■ 短い課題
下の引用文を読んで、次の問いに答えてください。
1. 会場の最寄り駅はどこですか。
2. 会期はいつからいつまでですか。
3. この後編では、何幅を紹介するとありますか。

------ 引用文 ------

今日は前回の記事に引き続き、江戸東京博物館の特別展「五百羅漢 増上寺秘蔵の仏画 幕末の絵師 狩野一信」 の後編をご紹介いたします。前編には混み具合なども記載しておりますので、前編を読まれていない方は前編から先にお読み頂けると嬉しいです。
 前編はこちら

P1190410.jpg

まずは概要のおさらいです。

【展覧名】
 五百羅漢 増上寺秘蔵の仏画 幕末の絵師 狩野一信

【公式サイト】
 http://www.edo-tokyo-museum.or.jp/exhibition/special/index.html

【会場】江戸東京博物館  ★この美術館の記事  ☆周辺のお店
【最寄】JR両国駅/大江戸線両国駅
【会期】2011年4月29日(金・祝)~2011年7月3日(日)
 ※営業時間・休館日・地図・巡回などは公式サイトでご確認下さい。

【鑑賞所要時間(私のペースです)】
 2時間00分程度

【混み具合・混雑状況(土曜日14時半頃です)】
 混雑_1_2_③_4_5_快適

【作品充実度】
 不足_1_2_3_4_⑤_充実

【理解しやすさ】
 難解_1_2_3_④_5_明解

【総合満足度】
 不満_1_2_3_④_5_満足

【感想】
前編では40幅までご紹介しましたが、今日は残りの60幅をご紹介しようと思います。

------ 提供された情報 ------

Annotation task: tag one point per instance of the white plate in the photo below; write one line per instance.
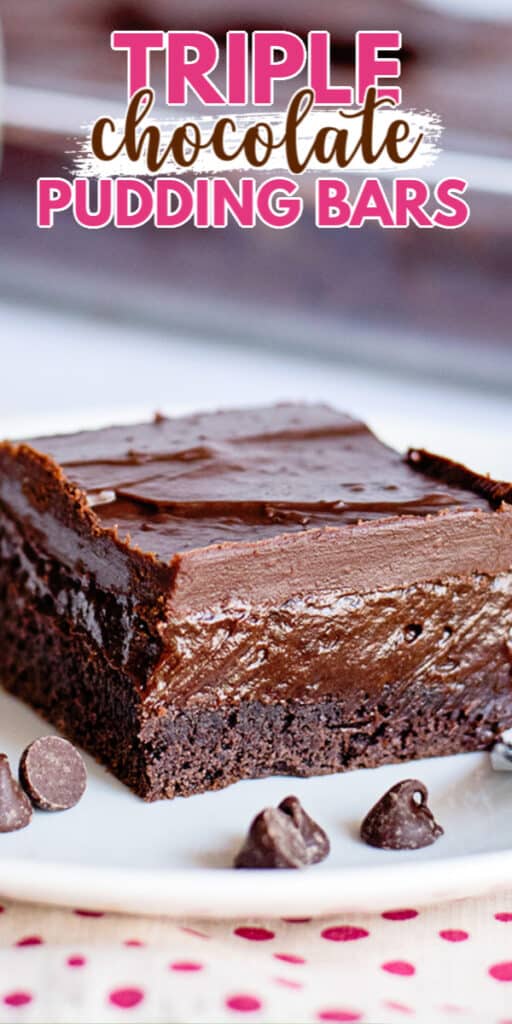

------

■ 記述の答え
1. JR両国駅/大江戸線両国駅
2. 2011年4月29日(金・祝)~2011年7月3日(日)
3. 残りの60幅